Assignment
An exact reprint of all the records is the expected answer.

Records to use

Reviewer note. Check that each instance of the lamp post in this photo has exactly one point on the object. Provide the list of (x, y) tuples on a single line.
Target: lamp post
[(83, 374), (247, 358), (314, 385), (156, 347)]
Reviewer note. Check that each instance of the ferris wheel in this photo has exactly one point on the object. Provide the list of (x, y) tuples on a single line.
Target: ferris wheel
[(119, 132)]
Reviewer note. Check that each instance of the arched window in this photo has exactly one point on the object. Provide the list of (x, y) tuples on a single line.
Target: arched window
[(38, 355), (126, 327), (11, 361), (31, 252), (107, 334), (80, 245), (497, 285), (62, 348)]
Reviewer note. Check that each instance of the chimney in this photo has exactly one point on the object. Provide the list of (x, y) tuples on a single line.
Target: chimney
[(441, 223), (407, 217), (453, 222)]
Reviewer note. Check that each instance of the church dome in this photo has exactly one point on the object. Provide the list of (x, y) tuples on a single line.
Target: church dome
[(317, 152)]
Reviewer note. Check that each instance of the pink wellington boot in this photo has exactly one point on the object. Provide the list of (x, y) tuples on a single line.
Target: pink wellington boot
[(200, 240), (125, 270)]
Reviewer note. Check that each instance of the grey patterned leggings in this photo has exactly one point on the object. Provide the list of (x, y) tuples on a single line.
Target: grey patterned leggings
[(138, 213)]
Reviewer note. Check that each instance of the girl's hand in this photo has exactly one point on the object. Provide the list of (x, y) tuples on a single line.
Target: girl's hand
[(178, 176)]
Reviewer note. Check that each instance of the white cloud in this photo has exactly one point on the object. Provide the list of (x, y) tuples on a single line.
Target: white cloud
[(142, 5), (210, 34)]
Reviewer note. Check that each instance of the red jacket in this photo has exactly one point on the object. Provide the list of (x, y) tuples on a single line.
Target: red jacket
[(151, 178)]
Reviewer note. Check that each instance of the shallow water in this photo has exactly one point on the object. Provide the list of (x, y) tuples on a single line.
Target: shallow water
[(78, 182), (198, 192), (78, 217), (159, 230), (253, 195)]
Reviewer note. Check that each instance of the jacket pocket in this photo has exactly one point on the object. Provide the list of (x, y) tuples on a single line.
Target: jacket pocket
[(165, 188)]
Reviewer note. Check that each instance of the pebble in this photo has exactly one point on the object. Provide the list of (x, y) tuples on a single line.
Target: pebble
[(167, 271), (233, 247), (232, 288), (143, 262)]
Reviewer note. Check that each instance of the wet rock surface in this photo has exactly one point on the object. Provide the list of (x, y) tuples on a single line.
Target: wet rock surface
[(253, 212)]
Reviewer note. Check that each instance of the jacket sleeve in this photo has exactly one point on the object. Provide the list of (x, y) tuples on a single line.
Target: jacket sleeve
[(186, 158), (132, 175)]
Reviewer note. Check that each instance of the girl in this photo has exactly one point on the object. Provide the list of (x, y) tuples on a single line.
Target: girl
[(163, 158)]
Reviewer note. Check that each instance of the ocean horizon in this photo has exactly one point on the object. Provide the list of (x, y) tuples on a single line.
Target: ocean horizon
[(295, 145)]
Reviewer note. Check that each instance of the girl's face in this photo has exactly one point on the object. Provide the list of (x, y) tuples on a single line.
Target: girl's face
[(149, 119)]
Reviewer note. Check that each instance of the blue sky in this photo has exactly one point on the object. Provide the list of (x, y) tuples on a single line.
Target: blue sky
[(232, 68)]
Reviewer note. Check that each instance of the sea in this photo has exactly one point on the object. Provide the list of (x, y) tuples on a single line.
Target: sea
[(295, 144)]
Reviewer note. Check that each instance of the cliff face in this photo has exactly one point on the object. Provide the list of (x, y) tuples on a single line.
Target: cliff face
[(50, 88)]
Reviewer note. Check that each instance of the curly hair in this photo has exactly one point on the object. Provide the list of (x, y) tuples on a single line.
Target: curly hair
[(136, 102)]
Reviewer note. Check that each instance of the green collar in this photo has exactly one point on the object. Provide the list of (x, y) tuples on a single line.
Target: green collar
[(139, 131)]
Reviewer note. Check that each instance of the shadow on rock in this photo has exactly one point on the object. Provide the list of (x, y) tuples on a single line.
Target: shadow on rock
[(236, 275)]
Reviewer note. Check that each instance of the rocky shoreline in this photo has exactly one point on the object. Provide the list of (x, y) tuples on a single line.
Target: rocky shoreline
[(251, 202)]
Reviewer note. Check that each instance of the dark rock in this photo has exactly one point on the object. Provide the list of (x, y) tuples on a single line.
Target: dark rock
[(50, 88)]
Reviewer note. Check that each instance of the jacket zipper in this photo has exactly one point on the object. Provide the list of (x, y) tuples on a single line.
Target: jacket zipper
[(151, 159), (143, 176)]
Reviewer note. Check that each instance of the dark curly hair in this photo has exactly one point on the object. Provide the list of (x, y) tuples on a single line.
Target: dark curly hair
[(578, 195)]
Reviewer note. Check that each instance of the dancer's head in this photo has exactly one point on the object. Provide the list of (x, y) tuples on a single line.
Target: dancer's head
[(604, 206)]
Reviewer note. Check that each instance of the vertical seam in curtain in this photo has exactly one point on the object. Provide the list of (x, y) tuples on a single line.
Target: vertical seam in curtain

Exercise output
Reviewer note. Check that each instance of the lamp post in this photo has exactly one point on the object. Provide the list of (x, y) tuples on a single line.
Target: lamp post
[(83, 374), (247, 358), (314, 385), (156, 347)]
Reviewer note. Check that each instance of the ferris wheel in this photo has exactly one point on the object. Provide the list of (x, y) tuples on a single line.
Target: ferris wheel
[(119, 132)]
Reviewer note. Check that each instance of the arched window in this photo has exactly one point on the object. Provide the list of (x, y) tuples on a single line.
Target: arched window
[(38, 355), (126, 327), (11, 361), (31, 252), (107, 334), (80, 245), (497, 285), (62, 348)]
Reviewer note. Check that each instance of the chimney in this photo has exactly one point on the object. Provide the list of (x, y) tuples on a single line.
Target: chimney
[(441, 223), (407, 217), (453, 222)]
Reviewer note. Check that each instance of the church dome in this photo has exactly one point on the object. Provide the list of (x, y) tuples on a single line.
Target: church dome
[(317, 152)]
Reviewer note. Check that each instance of the pink wellington boot in this photo has exactly one point on the object. Provide the list of (x, y) tuples on a single line.
Target: pink wellington boot
[(200, 240), (125, 270)]
Reviewer note. Check that each instance of the grey patterned leggings in this photo has exactly one point on the object. Provide the list of (x, y) tuples on a single line.
Target: grey patterned leggings
[(138, 213)]
Reviewer note. Check that each instance of the girl's hand in this photo has exactly one point on the object. Provide the list of (x, y) tuples on a single line.
Target: girl's hand
[(178, 176)]
Reviewer note. Check that each instance of the white cloud in this photo has exactly one point on the object. Provide the list of (x, y) tuples on a single line.
Target: white cloud
[(142, 5), (210, 34)]
Reviewer note. Check that each instance of the red jacket in this photo has exactly one point on the object. Provide the list of (x, y) tuples on a single line.
Target: red jacket
[(151, 178)]
Reviewer note. Check that each instance of the shallow water in this photo has exactly one point on the object. Provide the list of (x, y) tuples on a single line.
Target: shallow water
[(78, 182), (198, 192), (78, 217), (159, 230), (253, 195)]
Reviewer note. Check that each instance of the jacket pocket in this photo has exactly one point on the object. Provide the list of (x, y) tuples on a single line.
Target: jacket pocket
[(165, 188)]
Reviewer note. Check that each instance of the pebble in this photo has exactly one point on the object. Provide the list of (x, y) tuples on a single line.
Target: pebble
[(167, 271), (233, 247), (232, 288), (143, 262)]
Reviewer note. Check that each instance of the wet rock surface in this photo has exactly one point on the object. Provide the list of (x, y) tuples on a single line.
Target: wet rock surface
[(253, 212)]
Reviewer note. Check that each instance of the jacket sleeve in this photo has exactly one point on the object. Provide the list of (x, y) tuples on a single line.
Target: jacket sleeve
[(186, 158), (132, 175)]
Reviewer note. Check that each instance of the girl in this photo has exactly one point on the object. Provide the list of (x, y) tuples on a single line.
Target: girl
[(163, 158)]
Reviewer note. Check that each instance of the ocean horizon in this photo has exactly one point on the object. Provide the list of (x, y) tuples on a single line.
Target: ocean horizon
[(295, 145)]
Reviewer note. Check that each instance of the girl's face in this photo has exactly one point on the object. Provide the list of (x, y) tuples on a single line.
Target: girl's face
[(149, 119)]
Reviewer note. Check that each instance of the blue sky in this photo has exactly one point on the object. Provide the list of (x, y) tuples on a single line.
Target: blue sky
[(232, 68)]
Reviewer note. Check that each instance of the sea in this photo has exactly one point on the object. Provide the list of (x, y) tuples on a single line.
Target: sea
[(295, 144)]
Reviewer note. Check that each instance of the cliff face in this photo has exactly one point on the object. Provide the list of (x, y) tuples on a single line.
Target: cliff face
[(50, 88)]
Reviewer note. Check that each instance of the curly hair in this photo has exactly one point on the object. Provide the list of (x, y) tuples on a single line.
Target: curly hair
[(136, 102)]
Reviewer note. Check that each instance of the green collar in this photo has exactly one point on the object. Provide the list of (x, y) tuples on a single line.
Target: green collar
[(139, 131)]
Reviewer note. Check that each instance of the shadow on rock in this photo has exactly one point on the object. Provide the list of (x, y) tuples on a single line.
Target: shadow on rock
[(236, 275)]
Reviewer note. Check that each instance of the rocky shoreline in this photo has exactly one point on the object. Provide the list of (x, y) tuples on a single line.
Target: rocky shoreline
[(251, 202)]
Reviewer note. Check that each instance of the dark rock in this photo has exactly one point on the object. Provide the list of (x, y) tuples on a single line.
Target: dark rock
[(50, 88)]
Reviewer note. Check that each instance of the jacket zipper in this photo has exactly one point on the object. Provide the list of (x, y) tuples on a single line.
Target: jacket zipper
[(151, 159), (143, 176)]
Reviewer note. Check that each instance of the dark curly hair in this photo has exactly one point on the object. Provide the list of (x, y) tuples on a single line.
Target: dark curly hair
[(578, 195)]
Reviewer note. Check that each instance of the dancer's head in this photo has exactly one point on the object. Provide the list of (x, y) tuples on a single line.
Target: dancer's head
[(604, 206)]
Reviewer note. Check that each instance of the vertical seam in curtain in this photo has exactly one point on the object. Provide the list of (x, y) tuples on a single line.
Target: vertical seam in curtain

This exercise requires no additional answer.